Rewrite every line of the records below as a JSON list of strings, one string per line, leaving out any blank lines.

_Data for this task:_
──────────

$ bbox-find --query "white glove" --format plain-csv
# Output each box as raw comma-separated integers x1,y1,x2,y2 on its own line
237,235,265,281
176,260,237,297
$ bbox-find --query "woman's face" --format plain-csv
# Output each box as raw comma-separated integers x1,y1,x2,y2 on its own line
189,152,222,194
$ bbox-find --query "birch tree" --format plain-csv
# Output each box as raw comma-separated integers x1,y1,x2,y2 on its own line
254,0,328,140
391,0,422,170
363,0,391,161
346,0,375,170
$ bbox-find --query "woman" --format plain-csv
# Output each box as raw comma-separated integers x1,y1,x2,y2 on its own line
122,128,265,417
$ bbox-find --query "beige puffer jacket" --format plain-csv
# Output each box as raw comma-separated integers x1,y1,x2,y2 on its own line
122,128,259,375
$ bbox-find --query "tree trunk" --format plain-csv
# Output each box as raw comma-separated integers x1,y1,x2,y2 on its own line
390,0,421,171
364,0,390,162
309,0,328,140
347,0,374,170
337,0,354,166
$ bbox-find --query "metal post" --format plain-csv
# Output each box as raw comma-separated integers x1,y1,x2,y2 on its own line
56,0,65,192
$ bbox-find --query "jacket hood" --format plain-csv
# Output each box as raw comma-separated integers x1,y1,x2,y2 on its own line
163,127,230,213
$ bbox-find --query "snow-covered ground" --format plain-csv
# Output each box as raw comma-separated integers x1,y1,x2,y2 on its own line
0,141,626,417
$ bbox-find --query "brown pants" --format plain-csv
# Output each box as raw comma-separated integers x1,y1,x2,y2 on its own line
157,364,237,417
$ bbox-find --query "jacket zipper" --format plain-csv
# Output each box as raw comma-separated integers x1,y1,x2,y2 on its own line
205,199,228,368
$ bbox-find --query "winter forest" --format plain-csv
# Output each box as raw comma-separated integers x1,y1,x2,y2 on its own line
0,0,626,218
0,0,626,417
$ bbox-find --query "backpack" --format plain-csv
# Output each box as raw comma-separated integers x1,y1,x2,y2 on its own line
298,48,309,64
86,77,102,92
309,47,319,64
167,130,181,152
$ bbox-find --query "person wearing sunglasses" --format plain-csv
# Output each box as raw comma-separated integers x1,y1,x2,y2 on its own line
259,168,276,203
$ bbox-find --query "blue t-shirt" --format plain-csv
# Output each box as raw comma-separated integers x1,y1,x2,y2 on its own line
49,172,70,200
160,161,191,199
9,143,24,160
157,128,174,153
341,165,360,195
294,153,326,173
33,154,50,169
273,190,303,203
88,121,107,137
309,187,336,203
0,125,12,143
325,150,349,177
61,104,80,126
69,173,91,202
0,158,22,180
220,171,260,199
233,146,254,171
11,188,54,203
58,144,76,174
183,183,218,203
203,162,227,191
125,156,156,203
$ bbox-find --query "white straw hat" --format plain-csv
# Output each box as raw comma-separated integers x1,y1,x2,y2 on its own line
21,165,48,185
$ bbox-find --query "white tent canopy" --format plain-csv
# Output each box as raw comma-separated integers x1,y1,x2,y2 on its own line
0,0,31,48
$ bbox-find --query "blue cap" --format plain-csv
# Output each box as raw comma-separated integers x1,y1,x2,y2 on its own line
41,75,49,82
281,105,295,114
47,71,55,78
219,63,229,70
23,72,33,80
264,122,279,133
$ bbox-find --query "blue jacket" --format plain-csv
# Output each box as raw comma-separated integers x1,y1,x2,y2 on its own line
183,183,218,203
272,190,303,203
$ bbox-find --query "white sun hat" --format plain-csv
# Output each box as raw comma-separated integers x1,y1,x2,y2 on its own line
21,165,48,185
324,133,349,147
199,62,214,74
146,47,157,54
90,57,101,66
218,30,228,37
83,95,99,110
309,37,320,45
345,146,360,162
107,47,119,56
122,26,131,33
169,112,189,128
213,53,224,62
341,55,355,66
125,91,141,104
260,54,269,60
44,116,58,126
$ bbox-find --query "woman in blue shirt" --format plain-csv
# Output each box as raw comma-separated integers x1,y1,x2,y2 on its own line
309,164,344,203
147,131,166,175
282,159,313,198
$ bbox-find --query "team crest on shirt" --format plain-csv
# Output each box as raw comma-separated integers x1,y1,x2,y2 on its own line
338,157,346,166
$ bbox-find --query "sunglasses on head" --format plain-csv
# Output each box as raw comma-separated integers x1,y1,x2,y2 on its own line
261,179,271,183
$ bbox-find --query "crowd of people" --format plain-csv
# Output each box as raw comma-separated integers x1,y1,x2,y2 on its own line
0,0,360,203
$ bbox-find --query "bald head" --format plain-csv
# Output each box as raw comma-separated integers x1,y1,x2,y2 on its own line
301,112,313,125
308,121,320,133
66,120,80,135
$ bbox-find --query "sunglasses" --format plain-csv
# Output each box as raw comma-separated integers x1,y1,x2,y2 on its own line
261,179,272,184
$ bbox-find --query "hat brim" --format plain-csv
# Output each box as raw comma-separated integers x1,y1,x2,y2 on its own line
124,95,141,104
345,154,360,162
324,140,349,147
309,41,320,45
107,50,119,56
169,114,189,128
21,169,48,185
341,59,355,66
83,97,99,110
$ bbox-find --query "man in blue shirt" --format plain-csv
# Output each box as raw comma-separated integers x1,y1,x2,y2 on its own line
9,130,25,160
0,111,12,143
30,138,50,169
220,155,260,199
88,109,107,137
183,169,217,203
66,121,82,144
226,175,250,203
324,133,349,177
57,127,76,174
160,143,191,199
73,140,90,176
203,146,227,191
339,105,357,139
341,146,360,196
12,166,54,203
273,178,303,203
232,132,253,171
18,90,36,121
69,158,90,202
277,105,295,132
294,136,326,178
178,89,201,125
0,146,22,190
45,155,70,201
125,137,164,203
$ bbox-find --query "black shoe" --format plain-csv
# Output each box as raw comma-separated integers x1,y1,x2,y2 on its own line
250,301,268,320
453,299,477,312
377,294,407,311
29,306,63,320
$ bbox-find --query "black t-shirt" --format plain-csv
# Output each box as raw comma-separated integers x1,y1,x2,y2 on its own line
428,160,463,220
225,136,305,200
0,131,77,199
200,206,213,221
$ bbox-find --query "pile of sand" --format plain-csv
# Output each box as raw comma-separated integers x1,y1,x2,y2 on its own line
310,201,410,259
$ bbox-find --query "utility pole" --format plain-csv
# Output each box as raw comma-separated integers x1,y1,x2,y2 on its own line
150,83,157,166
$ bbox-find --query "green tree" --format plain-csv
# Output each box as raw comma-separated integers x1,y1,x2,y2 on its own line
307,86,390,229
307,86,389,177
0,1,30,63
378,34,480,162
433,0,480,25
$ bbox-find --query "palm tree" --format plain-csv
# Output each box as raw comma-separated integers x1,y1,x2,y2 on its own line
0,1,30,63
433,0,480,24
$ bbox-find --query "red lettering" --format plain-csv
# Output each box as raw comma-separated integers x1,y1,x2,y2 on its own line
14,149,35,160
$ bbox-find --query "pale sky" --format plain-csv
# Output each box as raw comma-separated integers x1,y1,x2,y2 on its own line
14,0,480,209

──────────

_Final result:_
[
  "$ bbox-find --query \"white glove\" --format plain-csv",
  "# Output each box as raw comma-separated integers x1,y1,x2,y2 on its own line",
  "237,235,265,281",
  "176,260,237,297",
  "$ bbox-find --query \"woman's face\" --format plain-csv",
  "# Output each box as raw comma-separated integers x1,y1,x2,y2 on its own line",
  "189,152,222,194",
  "$ bbox-find --query \"birch tree\" --format plain-csv",
  "# Output each box as raw comma-separated integers x1,y1,x2,y2 on its own line",
  "254,0,328,140",
  "391,0,422,170",
  "363,0,391,161",
  "346,0,375,170",
  "$ bbox-find --query \"woman\" --format plain-csv",
  "# Output each box as raw comma-separated integers x1,y1,x2,y2 on its own line",
  "122,128,265,417",
  "$ bbox-find --query \"beige puffer jacket\" --format plain-csv",
  "# Output each box as raw comma-separated integers x1,y1,x2,y2 on its own line",
  "122,128,259,375",
  "$ bbox-find --query \"tree trunk\" --format plain-csv",
  "# Output each box as raw comma-separated integers x1,y1,x2,y2 on its own line",
  "390,0,421,171",
  "364,0,390,162",
  "309,0,328,140",
  "347,0,374,170",
  "337,0,354,166",
  "$ bbox-find --query \"metal post\" --format plain-csv",
  "# Output each box as raw comma-separated integers x1,y1,x2,y2 on its own line",
  "56,0,65,192",
  "$ bbox-find --query \"jacket hood\" --format plain-csv",
  "# Output each box as raw comma-separated integers x1,y1,x2,y2 on its own line",
  "163,127,230,213",
  "$ bbox-find --query \"snow-covered ground\" --format plain-csv",
  "# Output each box as raw comma-separated integers x1,y1,x2,y2 on its own line",
  "0,141,626,417",
  "$ bbox-find --query \"brown pants\" --format plain-csv",
  "# Output each box as raw comma-separated integers x1,y1,x2,y2 on its own line",
  "157,364,237,417",
  "$ bbox-find --query \"jacket zipper\" --format plain-csv",
  "# Output each box as raw comma-separated integers x1,y1,x2,y2 on its own line",
  "205,199,228,368",
  "$ bbox-find --query \"winter forest\" --format plain-csv",
  "# Output each box as raw comma-separated integers x1,y1,x2,y2 on its own line",
  "0,0,626,218",
  "0,0,626,417",
  "$ bbox-find --query \"backpack\" --format plain-csv",
  "# Output each box as raw comma-separated integers x1,y1,x2,y2 on its own line",
  "298,48,309,64",
  "86,77,102,92",
  "309,47,319,64",
  "167,130,181,152",
  "$ bbox-find --query \"person wearing sunglasses\" --format plain-csv",
  "# Output each box as raw comma-separated integers x1,y1,x2,y2 on its own line",
  "259,168,276,203",
  "$ bbox-find --query \"blue t-shirt\" --format plain-csv",
  "# Output each box as raw comma-separated integers x1,y1,x2,y2 on its own line",
  "49,172,70,200",
  "160,161,191,199",
  "9,143,24,160",
  "157,128,174,153",
  "341,165,360,195",
  "294,153,326,173",
  "33,154,50,169",
  "273,190,303,203",
  "88,121,107,137",
  "309,187,336,203",
  "0,125,12,143",
  "325,150,349,177",
  "61,104,80,126",
  "69,173,91,202",
  "0,158,22,180",
  "220,171,260,199",
  "233,146,254,171",
  "11,188,54,203",
  "58,144,76,174",
  "183,183,218,203",
  "203,162,227,191",
  "125,156,156,203",
  "$ bbox-find --query \"white straw hat\" --format plain-csv",
  "# Output each box as raw comma-separated integers x1,y1,x2,y2 on its own line",
  "21,165,48,185",
  "$ bbox-find --query \"white tent canopy\" --format plain-csv",
  "# Output each box as raw comma-separated integers x1,y1,x2,y2 on its own line",
  "0,0,31,48",
  "$ bbox-find --query \"blue cap\" --format plain-csv",
  "# Output each box as raw comma-separated integers x1,y1,x2,y2 on its own line",
  "41,75,49,82",
  "281,105,295,114",
  "47,71,55,78",
  "219,63,229,70",
  "23,72,33,80",
  "264,122,279,133",
  "$ bbox-find --query \"blue jacket\" --format plain-csv",
  "# Output each box as raw comma-separated integers x1,y1,x2,y2 on its own line",
  "183,183,218,203",
  "272,190,303,203",
  "$ bbox-find --query \"white sun hat\" --format plain-csv",
  "# Output each box as raw comma-separated integers x1,y1,x2,y2 on its own line",
  "21,165,48,185",
  "324,133,349,147",
  "199,62,214,74",
  "146,47,157,54",
  "90,57,101,66",
  "218,30,228,37",
  "83,95,99,110",
  "309,37,320,45",
  "345,146,360,162",
  "107,47,119,56",
  "122,26,131,33",
  "169,112,189,128",
  "213,53,224,62",
  "341,55,355,66",
  "125,91,141,104",
  "260,54,269,60",
  "44,116,58,126",
  "$ bbox-find --query \"woman in blue shirt\" --format plain-csv",
  "# Output each box as raw comma-separated integers x1,y1,x2,y2 on its own line",
  "309,164,344,203",
  "147,131,166,175",
  "282,159,313,198",
  "$ bbox-find --query \"team crest on shirt\" --format plain-csv",
  "# Output each box as raw comma-separated integers x1,y1,x2,y2 on its own line",
  "338,157,346,166",
  "$ bbox-find --query \"sunglasses on head\" --format plain-csv",
  "# Output each box as raw comma-separated integers x1,y1,x2,y2 on its own line",
  "261,179,271,183",
  "$ bbox-find --query \"crowd of people\" --format plain-csv",
  "# Output each box as raw comma-separated integers x1,y1,x2,y2 on its own line",
  "0,0,360,203",
  "$ bbox-find --query \"bald head\" --format plain-csv",
  "# Output each box as raw comma-separated integers x1,y1,x2,y2 on its own line",
  "301,112,313,125",
  "308,121,320,133",
  "66,120,80,135",
  "$ bbox-find --query \"sunglasses\" --format plain-csv",
  "# Output each box as raw comma-separated integers x1,y1,x2,y2 on its own line",
  "261,179,272,184",
  "$ bbox-find --query \"hat brim\" --format plain-csv",
  "# Output each box as raw comma-separated integers x1,y1,x2,y2 on its own line",
  "124,95,141,104",
  "345,154,360,162",
  "324,140,349,147",
  "309,41,320,45",
  "107,50,119,56",
  "169,114,189,128",
  "21,169,48,185",
  "341,59,355,66",
  "83,97,99,110",
  "$ bbox-find --query \"man in blue shirt\" --format plain-csv",
  "# Output each box as raw comma-separated integers x1,y1,x2,y2 on its own line",
  "9,130,25,160",
  "0,111,12,143",
  "30,138,50,169",
  "220,155,260,199",
  "88,109,107,137",
  "183,169,217,203",
  "66,121,82,144",
  "226,175,250,203",
  "324,133,349,177",
  "57,127,76,174",
  "160,143,191,199",
  "73,140,90,176",
  "203,146,227,191",
  "339,105,357,139",
  "341,146,360,196",
  "12,166,54,203",
  "273,178,303,203",
  "232,132,253,171",
  "18,90,36,121",
  "69,158,90,202",
  "277,105,295,132",
  "294,136,326,178",
  "178,89,201,125",
  "0,146,22,190",
  "45,155,70,201",
  "125,137,164,203",
  "$ bbox-find --query \"black shoe\" --format plain-csv",
  "# Output each box as raw comma-separated integers x1,y1,x2,y2 on its own line",
  "250,301,268,320",
  "453,299,477,312",
  "377,294,407,311",
  "29,306,63,320",
  "$ bbox-find --query \"black t-shirt\" --format plain-csv",
  "# Output each box as raw comma-separated integers x1,y1,x2,y2 on its own line",
  "428,160,463,220",
  "225,136,305,200",
  "0,131,77,199",
  "200,206,213,221",
  "$ bbox-find --query \"pile of sand\" --format plain-csv",
  "# Output each box as raw comma-separated integers x1,y1,x2,y2 on its own line",
  "310,201,410,259",
  "$ bbox-find --query \"utility pole\" --format plain-csv",
  "# Output each box as raw comma-separated integers x1,y1,x2,y2 on its own line",
  "150,83,157,166",
  "$ bbox-find --query \"green tree\" --format plain-csv",
  "# Output each box as raw comma-separated integers x1,y1,x2,y2 on its own line",
  "307,86,390,229",
  "307,86,389,177",
  "0,1,30,63",
  "378,34,480,162",
  "433,0,480,25",
  "$ bbox-find --query \"palm tree\" --format plain-csv",
  "# Output each box as raw comma-separated integers x1,y1,x2,y2 on its own line",
  "0,1,30,63",
  "433,0,480,24",
  "$ bbox-find --query \"red lettering\" --format plain-csv",
  "# Output each box as raw comma-separated integers x1,y1,x2,y2 on its own line",
  "14,149,35,160",
  "$ bbox-find --query \"pale sky\" --format plain-csv",
  "# Output each box as raw comma-separated integers x1,y1,x2,y2 on its own line",
  "14,0,480,209"
]